● **Task requirements**:
The whole listing below is to be copied exactly.
*** Record set ***
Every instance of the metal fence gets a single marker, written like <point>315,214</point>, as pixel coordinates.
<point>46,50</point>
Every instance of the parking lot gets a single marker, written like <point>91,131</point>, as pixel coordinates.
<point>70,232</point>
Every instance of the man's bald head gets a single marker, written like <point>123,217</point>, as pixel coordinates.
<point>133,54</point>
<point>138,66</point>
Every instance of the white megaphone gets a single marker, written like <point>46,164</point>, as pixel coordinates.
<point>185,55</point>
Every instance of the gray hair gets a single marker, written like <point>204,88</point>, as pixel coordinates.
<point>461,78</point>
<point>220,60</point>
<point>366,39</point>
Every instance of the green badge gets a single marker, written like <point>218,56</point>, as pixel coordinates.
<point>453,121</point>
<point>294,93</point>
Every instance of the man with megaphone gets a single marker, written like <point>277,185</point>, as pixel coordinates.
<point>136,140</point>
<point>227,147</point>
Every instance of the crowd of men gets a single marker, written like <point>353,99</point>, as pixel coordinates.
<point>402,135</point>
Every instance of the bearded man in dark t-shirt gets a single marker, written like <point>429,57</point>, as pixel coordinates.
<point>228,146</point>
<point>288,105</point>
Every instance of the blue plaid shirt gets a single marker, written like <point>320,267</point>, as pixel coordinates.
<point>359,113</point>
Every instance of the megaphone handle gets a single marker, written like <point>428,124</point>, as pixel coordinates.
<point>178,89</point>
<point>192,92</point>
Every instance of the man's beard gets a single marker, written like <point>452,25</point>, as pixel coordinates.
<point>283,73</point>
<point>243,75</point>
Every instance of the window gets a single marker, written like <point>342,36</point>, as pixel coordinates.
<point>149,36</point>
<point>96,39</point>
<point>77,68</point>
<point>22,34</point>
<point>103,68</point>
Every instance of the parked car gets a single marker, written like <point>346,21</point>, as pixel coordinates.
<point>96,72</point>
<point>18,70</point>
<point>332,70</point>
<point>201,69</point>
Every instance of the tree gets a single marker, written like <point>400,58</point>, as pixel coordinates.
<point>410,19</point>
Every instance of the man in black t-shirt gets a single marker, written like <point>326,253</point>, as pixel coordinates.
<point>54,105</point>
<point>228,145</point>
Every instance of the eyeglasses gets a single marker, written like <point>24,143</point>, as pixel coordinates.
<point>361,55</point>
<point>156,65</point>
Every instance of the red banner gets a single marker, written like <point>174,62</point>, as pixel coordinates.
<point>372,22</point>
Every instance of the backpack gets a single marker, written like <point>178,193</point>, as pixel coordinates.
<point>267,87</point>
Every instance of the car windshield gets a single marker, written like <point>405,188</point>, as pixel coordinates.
***
● **Solved problem**:
Every instance of the metal fence gets a single marker, written like <point>315,214</point>, as pixel coordinates.
<point>46,50</point>
Every instance of the parking lot gets a single marker, written like <point>91,131</point>, as pixel coordinates.
<point>70,232</point>
Every instance of the man's bald head gets a single marker, written like <point>123,217</point>, as pixel coordinates.
<point>133,54</point>
<point>138,66</point>
Every instance of the white megaphone gets a single marker, written like <point>46,164</point>, as pixel coordinates.
<point>185,55</point>
Every instance of the gray hair gets a single marker, written like <point>204,88</point>, as pixel coordinates.
<point>461,78</point>
<point>220,60</point>
<point>366,39</point>
Every instance of the green badge gets a single marker, written like <point>218,56</point>, as pixel coordinates.
<point>453,121</point>
<point>294,93</point>
Every instance of the man with megaphone gets a single marker, written like <point>277,185</point>, as pixel coordinates.
<point>136,140</point>
<point>227,147</point>
Every instance of the crowd of men gets a single marker, written like <point>353,99</point>, as pixel coordinates.
<point>402,135</point>
Every instance of the bearded man in dark t-shirt gets a single marker, written like <point>429,57</point>, as pixel coordinates.
<point>228,146</point>
<point>288,105</point>
Every instance of the blue plaid shirt gets a single marker, written like <point>320,267</point>, as pixel coordinates.
<point>359,113</point>
Every instance of the megaphone handle gets a single marker, written like <point>428,124</point>, as pixel coordinates.
<point>178,89</point>
<point>192,92</point>
Every instance of the man's beard gets a single marker, written like <point>452,25</point>, as pixel coordinates.
<point>283,73</point>
<point>243,75</point>
Every instance of the window gets a single marker, written like <point>342,36</point>, as pixel coordinates.
<point>149,36</point>
<point>96,39</point>
<point>77,68</point>
<point>22,34</point>
<point>103,68</point>
Every instance of the parked car gets a single marker, written like <point>346,21</point>, as pixel coordinates.
<point>96,72</point>
<point>18,70</point>
<point>332,70</point>
<point>201,69</point>
Every instance of the tree gets a single marker, written like <point>400,58</point>, as pixel coordinates.
<point>410,19</point>
Every instance of the man in black t-shirt gets a single marker, written like <point>326,253</point>, as pixel coordinates.
<point>54,105</point>
<point>228,145</point>
Every instance of the eyeglasses gets a single marker, written like <point>24,143</point>, as pixel coordinates.
<point>361,55</point>
<point>156,65</point>
Every instance of the red banner gets a single marker, written like <point>174,62</point>, as pixel coordinates.
<point>372,22</point>
Every instance of the backpack gets a single marker, written like <point>178,193</point>, as pixel coordinates.
<point>267,87</point>
Every instance of the car windshield gets a single marker, written like <point>405,188</point>, as pixel coordinates.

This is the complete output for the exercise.